Passage to read:
•••••
For me, that truth takes a load off, but sets on a whole different challenge.  How do I be the best me that has ever lived?  Each one of us has a unique set of circumstances and challenges to overcome.  What sets our heroes apart from the ordinary folk is that the heroes found a way to use their unique set of circumstances and challenges to be an inspiration rather than victims of things beyond their control.  Many who have beaten cancer become counselors to cancer patients; those who struggled with eating disorders have found ways to reach out to others who struggle the same way.  What makes these people great in our eyes is the understanding of a common temptation that we all share:  the temptation to give up and simply let be what will be.  It is this temptation to act as if our circumstances never happened or they never affected us.  Worse yet, we sink into a hole of self-pity, where we would rather complain about the way things are rather than work toward the way things could be.

Is it laziness that keeps us from making a difference in our world?  I think most people care, to varying degrees I’m sure, about the injustices and pain that take place all around us.  Perhaps it is fear that holds many of us back:  fear of vulnerability, fear of failure, or fear without a name.  Some are afraid they are not yet ready to fight the dragon, lest they be consumed by the fire from his mouth.  However, when faced, most things that we are afraid of are not as grand as they seem from behind the glass.  Most fear flees when recognized for what it is.  The most difficult step, therefore, is the first one forward.

If only life were that simple and all challenges that easy to face.  Life is hard, and some battles cannot be won.  Some mystery remains and sometimes the path is hidden.  What if I can never be Mother Teresa or Amy Carmichael and save hundreds of children from the streets?  How do I measure significance in my own life?  What is a life well-lived?  When standing beside these two great women, how will I fare?  Although I might not come right out and say these things, they have become my measuring cup.

Those questions really are not the ones that matter.  In the grand scheme of things, we are all people with our own sets of circumstances and challenges to overcome.  Who can compare one person’s pain to another?  Who could ever know the deep struggles that each person faces besides God?  Who are we to decide who is better?  The questions that really matter are these:  who are you called to be?  How are you growing toward that?

Then I must be the seaman picking up the starfish and throwing them one by one into the ocean.  I cannot save them all, but I know that my time on the shore matters to each one that God places in my path.  As mere humans, we cannot measure great actions nor define accurately what is good.  Sometimes the greatest act of love is a crayon drawing given by a student to her teacher, and the greatest good a difficult circumstance that must be experienced.  The comparison trap can rob us of the joy of simply living in love and becoming who God made us to be.

God created us in His image, with a plan and a purpose for our lives.  It is the enemy that floods our lives with questions of our value, our beauty, or our significance.  If we allow it, the truth of God can be drowned out by the noise of doubt and fear.  We must learn to focus in on truth.  We must recognize it, embrace it, and follow it.  Here is the truth:  we are loved, we are forgiven, and we are being redeemed.  Although God may correct us when we are walking down the wrong road, His voice will never tell us that we are worthless or failures.

I spent years in the comparison trap, and I am often discovering ways in which I am still climbing out.  Here is what I have discovered:  this trap will keep you from God’s best for you.  It will stunt your growth.  It will tear you down, hold you there, and render your life and ministry ineffective.  Don’t let it.  Run after Christ.  Read the Word of God and embrace the truth you find in its pages, regardless of how you feel.  Be obedient to the call of God on your life.  Although the path might be dark and difficult, Psalm 119:105 assures us:  “Your word is a lamp to my feet and a light for my path.”
•••••
Listed entries:
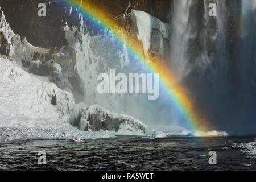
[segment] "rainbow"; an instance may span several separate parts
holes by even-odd
[[[175,74],[161,60],[152,60],[145,56],[141,42],[131,36],[125,28],[115,22],[112,16],[107,12],[98,8],[93,4],[93,1],[81,0],[61,0],[61,2],[70,7],[79,10],[82,16],[89,19],[93,27],[104,31],[110,32],[114,38],[115,43],[119,45],[126,44],[129,56],[146,68],[151,73],[157,73],[159,75],[161,86],[166,90],[173,104],[179,109],[182,115],[187,128],[192,130],[207,131],[209,126],[203,115],[200,114],[196,105],[193,103],[189,93],[185,87],[179,82]]]

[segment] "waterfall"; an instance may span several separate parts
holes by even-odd
[[[217,5],[217,17],[208,15],[212,2]],[[255,109],[256,1],[231,4],[222,0],[173,0],[170,59],[166,63],[191,91],[202,113],[221,130],[237,128],[245,117],[250,122]],[[164,90],[159,90],[159,98],[154,101],[140,94],[97,92],[99,73],[110,74],[110,69],[125,74],[145,70],[130,59],[125,41],[117,48],[111,34],[92,32],[81,18],[80,29],[65,28],[69,46],[76,53],[73,76],[84,96],[80,101],[125,112],[147,124],[179,125],[178,112]]]
[[[193,30],[190,18],[191,7],[196,3],[193,0],[174,0],[173,13],[171,16],[172,65],[175,67],[180,78],[186,76],[189,72],[189,57],[188,56],[189,42],[196,34]]]

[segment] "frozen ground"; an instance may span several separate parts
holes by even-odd
[[[114,137],[115,134],[141,135],[142,129],[146,127],[123,114],[97,106],[86,110],[85,105],[76,105],[71,93],[49,83],[46,77],[27,73],[3,57],[0,57],[0,142],[32,139],[82,140]],[[105,122],[104,115],[108,114],[109,119],[115,119],[115,126],[119,126],[119,130],[85,132],[79,130],[79,125],[71,125],[76,118],[84,117],[86,121],[93,114],[98,114],[100,123]],[[122,119],[120,126],[118,119]],[[88,122],[92,128],[94,126]],[[101,130],[99,128],[97,131]]]

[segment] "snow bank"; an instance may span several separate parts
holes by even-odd
[[[138,39],[143,45],[145,54],[167,56],[170,47],[170,27],[147,13],[131,10],[129,15],[131,26],[138,32]]]
[[[61,117],[75,106],[72,94],[54,84],[32,77],[2,58],[0,58],[0,127],[55,129],[72,127],[61,121]]]
[[[242,143],[238,146],[241,148],[241,151],[245,154],[248,154],[250,158],[256,159],[256,138],[254,142]]]
[[[122,135],[144,135],[147,125],[131,116],[114,112],[97,105],[90,106],[86,111],[86,121],[92,131],[100,129],[114,130]]]
[[[16,64],[21,65],[22,60],[32,61],[35,53],[38,56],[45,57],[50,49],[33,46],[25,39],[22,40],[18,35],[14,34],[6,22],[3,12],[0,7],[0,33],[7,42],[6,55]]]
[[[62,138],[69,139],[72,135],[78,138],[81,135],[79,139],[88,139],[90,136],[92,138],[113,136],[115,131],[118,134],[127,132],[133,135],[144,134],[146,129],[141,121],[124,114],[112,112],[97,105],[89,108],[82,103],[76,105],[72,94],[53,83],[31,77],[31,73],[1,57],[0,115],[1,130],[14,132],[8,134],[9,136],[12,135],[11,137],[0,136],[0,140],[5,141],[18,139],[19,135],[22,138],[26,135],[28,138],[60,137],[63,130],[69,132],[65,131],[68,137]],[[10,128],[16,129],[6,129]],[[42,131],[39,129],[45,130]],[[106,131],[85,134],[79,129]],[[53,135],[49,135],[53,130]],[[115,132],[110,134],[107,130]],[[16,135],[15,131],[18,132]],[[30,132],[30,134],[27,134]]]
[[[84,132],[75,127],[68,130],[0,127],[0,143],[40,139],[63,139],[82,142],[86,139],[115,137],[117,136],[114,135],[114,133],[110,131]]]
[[[225,131],[212,131],[208,132],[189,131],[181,130],[173,132],[163,132],[161,131],[152,131],[147,134],[147,136],[154,138],[164,138],[170,136],[226,136],[228,134]]]

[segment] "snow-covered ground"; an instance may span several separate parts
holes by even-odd
[[[212,131],[208,132],[189,131],[180,130],[177,131],[163,132],[159,130],[151,131],[147,134],[147,136],[154,138],[164,138],[166,137],[180,136],[226,136],[228,134],[225,131]]]
[[[142,135],[146,131],[142,131],[147,127],[144,124],[124,114],[99,106],[90,106],[86,110],[84,104],[76,105],[72,94],[49,83],[46,77],[39,77],[0,57],[0,142],[46,138],[94,139],[114,137],[116,134]],[[93,115],[98,119],[98,123],[87,121]],[[107,119],[104,117],[106,115]],[[84,117],[90,129],[96,127],[93,125],[114,121],[117,131],[81,131],[80,125],[72,125],[79,117]]]

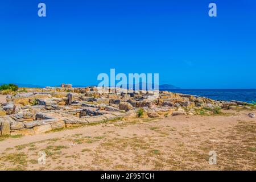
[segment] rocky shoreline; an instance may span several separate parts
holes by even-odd
[[[249,104],[160,91],[60,87],[26,89],[0,104],[0,135],[32,135],[121,117],[158,118],[214,114],[221,109],[251,109]]]

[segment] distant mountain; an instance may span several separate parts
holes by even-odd
[[[0,83],[0,85],[3,85],[3,84],[14,84],[15,85],[17,85],[19,88],[44,88],[45,86],[39,86],[39,85],[31,85],[31,84],[17,84],[17,83]]]
[[[9,83],[7,83],[7,84],[9,84]],[[4,84],[0,83],[0,85],[2,85],[3,84]],[[17,83],[14,83],[14,84],[17,85],[20,88],[20,87],[21,88],[44,88],[45,87],[45,86],[42,86],[42,85],[32,85],[32,84],[17,84]],[[127,84],[127,88],[134,88],[135,85],[138,85],[139,84],[139,88],[141,89],[142,88],[142,82],[140,82],[139,84],[134,84],[133,85],[129,85],[129,84]],[[73,88],[86,87],[86,86],[85,86],[85,85],[73,85],[72,86]],[[154,84],[152,84],[152,89],[154,89],[155,88]],[[159,89],[179,89],[180,88],[176,87],[174,85],[170,85],[170,84],[163,84],[163,85],[160,85],[159,86]]]
[[[163,84],[159,85],[159,89],[180,89],[180,88],[170,84]]]

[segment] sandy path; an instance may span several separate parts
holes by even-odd
[[[251,151],[255,150],[255,131],[251,129],[256,125],[256,119],[248,117],[246,111],[233,112],[235,115],[230,116],[177,115],[148,121],[134,119],[10,138],[0,142],[0,154],[23,152],[28,160],[36,160],[39,151],[67,147],[52,150],[53,154],[61,153],[48,157],[47,166],[42,168],[33,163],[24,167],[28,170],[253,169],[255,155]],[[59,139],[42,142],[55,138]],[[26,144],[28,146],[24,148],[15,147]],[[217,151],[218,165],[209,165],[205,160],[210,150]],[[234,153],[237,151],[241,154]],[[234,155],[237,160],[233,158]],[[3,164],[5,169],[13,167],[11,163]]]

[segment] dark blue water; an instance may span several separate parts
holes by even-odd
[[[160,89],[175,93],[205,97],[215,100],[237,100],[246,102],[256,102],[256,89]]]

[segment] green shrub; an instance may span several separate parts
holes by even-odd
[[[221,107],[216,106],[213,109],[213,114],[220,114],[221,112]]]
[[[137,117],[140,118],[144,113],[144,109],[143,108],[139,108],[137,110]]]
[[[13,92],[16,92],[18,89],[19,87],[18,85],[13,84],[10,84],[9,85],[3,84],[0,86],[0,90],[10,90]]]

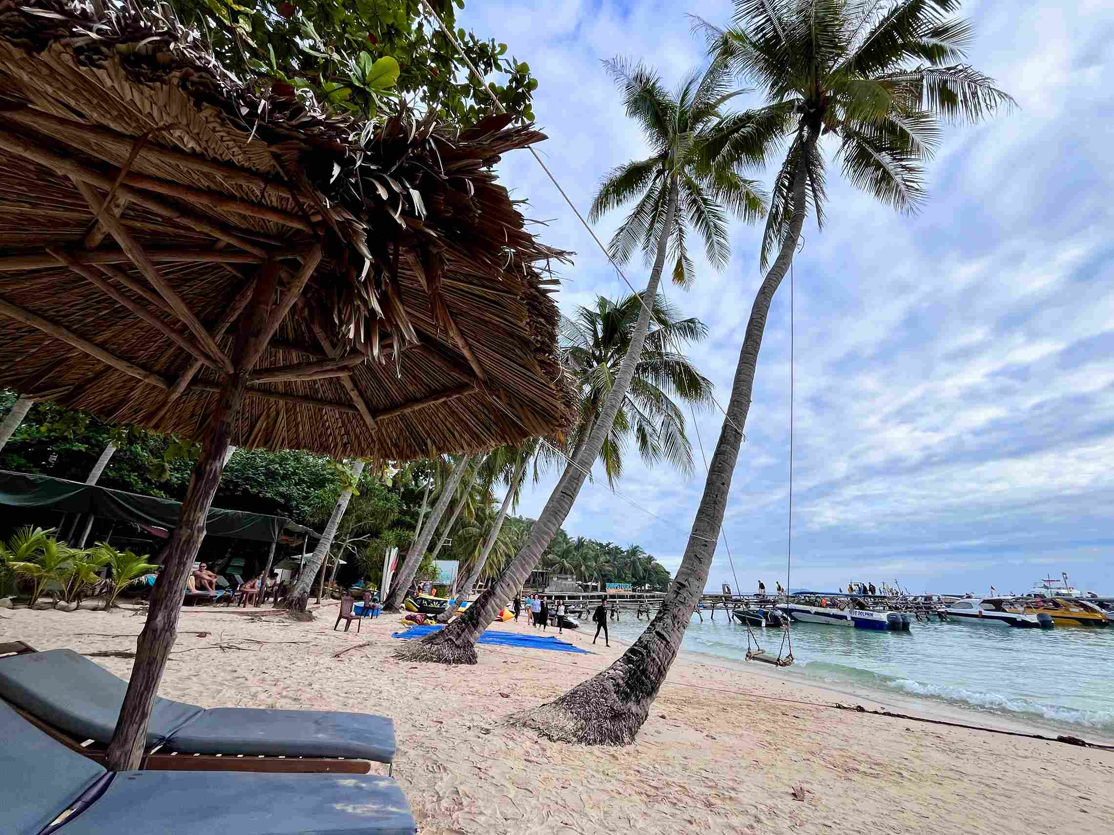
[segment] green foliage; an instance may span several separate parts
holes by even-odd
[[[431,6],[452,29],[453,3]],[[483,79],[458,71],[457,48],[418,0],[178,0],[174,8],[225,67],[280,95],[310,90],[339,112],[367,118],[399,96],[460,125],[491,111]],[[507,111],[532,120],[538,85],[529,66],[508,57],[506,43],[456,35],[480,72],[502,77],[494,87]]]
[[[105,600],[106,611],[116,605],[116,598],[124,589],[155,570],[155,566],[147,562],[149,559],[147,554],[139,557],[131,551],[118,551],[105,542],[97,542],[90,552],[96,554],[102,566],[108,566],[110,571],[110,584]]]
[[[627,116],[642,127],[652,156],[613,168],[600,184],[588,217],[598,220],[634,202],[634,209],[608,245],[612,257],[625,263],[642,250],[649,266],[664,234],[674,259],[673,281],[688,287],[695,281],[687,247],[693,233],[703,239],[712,266],[722,269],[731,256],[729,212],[749,223],[765,213],[765,195],[758,181],[740,174],[754,160],[726,149],[729,137],[745,130],[750,116],[723,110],[732,98],[731,72],[723,61],[713,61],[702,73],[691,73],[673,92],[644,65],[615,58],[604,66],[623,92]],[[709,163],[705,149],[710,145],[724,148],[715,165]],[[674,189],[676,217],[666,229]]]
[[[27,525],[3,544],[8,569],[16,577],[31,581],[31,606],[38,602],[49,583],[62,584],[72,554],[65,542],[50,533],[52,531]]]
[[[593,307],[577,307],[561,317],[561,364],[580,389],[580,418],[573,435],[574,449],[585,440],[600,414],[619,365],[631,348],[642,295],[618,303],[604,296]],[[704,406],[712,399],[712,382],[682,351],[707,335],[698,318],[681,318],[680,311],[659,295],[654,302],[651,330],[643,343],[634,377],[615,415],[599,460],[612,487],[623,474],[623,453],[634,439],[643,460],[665,461],[686,477],[693,473],[692,444],[685,434],[682,403]]]
[[[510,528],[511,536],[525,541],[532,524],[532,519],[510,517],[504,528]],[[608,582],[628,582],[636,589],[665,591],[672,580],[668,570],[642,546],[620,548],[586,537],[574,540],[564,529],[554,536],[538,568],[573,574],[579,582],[598,583],[599,588]]]
[[[756,85],[766,106],[750,128],[711,148],[762,160],[791,137],[774,180],[761,263],[781,248],[793,218],[792,184],[804,167],[810,208],[823,224],[822,139],[839,141],[834,160],[853,185],[900,212],[922,205],[926,161],[940,122],[980,121],[1014,99],[964,59],[969,21],[958,0],[800,2],[735,0],[734,24],[697,19],[715,62]]]

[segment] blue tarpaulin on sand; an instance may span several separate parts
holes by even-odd
[[[424,638],[430,632],[436,632],[441,627],[410,627],[404,632],[392,632],[392,638]],[[521,647],[522,649],[551,649],[556,652],[582,652],[592,655],[586,649],[574,647],[571,644],[557,640],[556,638],[540,635],[519,635],[518,632],[501,632],[498,629],[487,629],[477,644],[496,644],[500,647]]]

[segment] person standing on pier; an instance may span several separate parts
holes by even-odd
[[[596,642],[596,639],[599,638],[599,630],[603,629],[604,646],[612,646],[610,640],[607,637],[607,603],[604,600],[599,601],[599,606],[596,607],[596,611],[592,616],[592,619],[596,621],[596,637],[592,639],[592,642]]]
•••••
Retype the stretch of the piece on the comparison trap from "Those questions really" through "growing toward that?".

Those questions really are not the ones that matter.  In the grand scheme of things, we are all people with our own sets of circumstances and challenges to overcome.  Who can compare one person’s pain to another?  Who could ever know the deep struggles that each person faces besides God?  Who are we to decide who is better?  The questions that really matter are these:  who are you called to be?  How are you growing toward that?